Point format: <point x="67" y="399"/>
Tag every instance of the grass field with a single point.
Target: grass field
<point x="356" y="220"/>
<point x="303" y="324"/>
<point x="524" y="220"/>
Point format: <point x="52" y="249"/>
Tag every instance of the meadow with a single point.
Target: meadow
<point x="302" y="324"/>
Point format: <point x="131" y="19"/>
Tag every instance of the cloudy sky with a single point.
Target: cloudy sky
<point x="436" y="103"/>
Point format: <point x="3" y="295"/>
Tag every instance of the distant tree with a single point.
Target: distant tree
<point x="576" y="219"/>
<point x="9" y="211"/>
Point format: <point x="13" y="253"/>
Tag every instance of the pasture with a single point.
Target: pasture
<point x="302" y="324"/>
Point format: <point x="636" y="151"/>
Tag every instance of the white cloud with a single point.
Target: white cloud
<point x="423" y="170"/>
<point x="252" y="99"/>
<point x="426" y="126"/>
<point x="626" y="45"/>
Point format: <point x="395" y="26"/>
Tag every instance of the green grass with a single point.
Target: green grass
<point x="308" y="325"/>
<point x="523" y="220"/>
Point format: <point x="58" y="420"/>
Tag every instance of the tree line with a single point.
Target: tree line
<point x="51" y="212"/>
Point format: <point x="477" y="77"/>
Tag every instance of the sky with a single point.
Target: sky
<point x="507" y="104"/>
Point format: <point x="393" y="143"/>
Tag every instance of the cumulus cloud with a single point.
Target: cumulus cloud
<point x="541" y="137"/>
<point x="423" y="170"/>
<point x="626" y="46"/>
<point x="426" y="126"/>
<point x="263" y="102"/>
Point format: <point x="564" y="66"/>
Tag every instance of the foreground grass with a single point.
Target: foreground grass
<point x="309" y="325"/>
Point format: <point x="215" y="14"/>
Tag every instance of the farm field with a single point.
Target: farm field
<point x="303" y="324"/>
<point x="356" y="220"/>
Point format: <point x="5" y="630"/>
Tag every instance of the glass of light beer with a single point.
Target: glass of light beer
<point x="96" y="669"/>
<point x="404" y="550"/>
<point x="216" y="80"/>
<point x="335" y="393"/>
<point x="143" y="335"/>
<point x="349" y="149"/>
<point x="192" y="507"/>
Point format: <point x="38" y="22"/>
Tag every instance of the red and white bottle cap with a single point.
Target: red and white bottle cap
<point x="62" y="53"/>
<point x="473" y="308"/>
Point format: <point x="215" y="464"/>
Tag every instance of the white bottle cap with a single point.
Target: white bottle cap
==============================
*Problem statement:*
Repeat the preceding lines exactly, please, every one of them.

*The reply:*
Point format: <point x="67" y="399"/>
Tag every instance of the grass field with a single point.
Target: grass field
<point x="356" y="220"/>
<point x="303" y="324"/>
<point x="524" y="220"/>
Point format: <point x="52" y="249"/>
Tag every instance of the meadow with a single point.
Target: meadow
<point x="302" y="324"/>
Point format: <point x="131" y="19"/>
Tag every instance of the cloudy sky with a single point.
Target: cloudy sky
<point x="436" y="103"/>
Point format: <point x="3" y="295"/>
Tag every instance of the distant tree with a single point.
Target: distant tree
<point x="576" y="219"/>
<point x="9" y="211"/>
Point format: <point x="13" y="253"/>
Tag every instance of the pasture with a single point.
Target: pasture
<point x="302" y="324"/>
Point format: <point x="636" y="151"/>
Tag every instance of the white cloud with a single point.
Target: white cloud
<point x="423" y="170"/>
<point x="252" y="99"/>
<point x="426" y="126"/>
<point x="626" y="45"/>
Point format: <point x="395" y="26"/>
Tag every instance of the green grass with a single point.
Target: green grass
<point x="308" y="325"/>
<point x="523" y="220"/>
Point format: <point x="58" y="420"/>
Tag every instance of the tree line with a single point.
Target: tree line
<point x="51" y="212"/>
Point format: <point x="477" y="77"/>
Tag every instance of the sky with a single point.
Target: sky
<point x="507" y="104"/>
Point format: <point x="393" y="143"/>
Tag every instance of the cumulus cloud with a single point.
Target: cumulus cloud
<point x="541" y="137"/>
<point x="423" y="170"/>
<point x="626" y="46"/>
<point x="426" y="126"/>
<point x="263" y="102"/>
Point format: <point x="564" y="66"/>
Tag every instance of the foreground grass with a single point.
Target: foreground grass
<point x="309" y="325"/>
Point format: <point x="215" y="14"/>
Tag every instance of the farm field with a single point.
Target: farm field
<point x="303" y="324"/>
<point x="356" y="220"/>
Point format: <point x="5" y="630"/>
Tag every instance of the glass of light beer with a single point.
Target: glass of light beer
<point x="96" y="669"/>
<point x="404" y="550"/>
<point x="216" y="80"/>
<point x="335" y="393"/>
<point x="143" y="335"/>
<point x="349" y="149"/>
<point x="192" y="507"/>
Point format: <point x="38" y="22"/>
Tag every instance of the red and white bottle cap with a single point.
Target: red and white bottle cap
<point x="62" y="53"/>
<point x="473" y="308"/>
Point format: <point x="215" y="464"/>
Tag every instance of the white bottle cap with a single point.
Target: white bottle cap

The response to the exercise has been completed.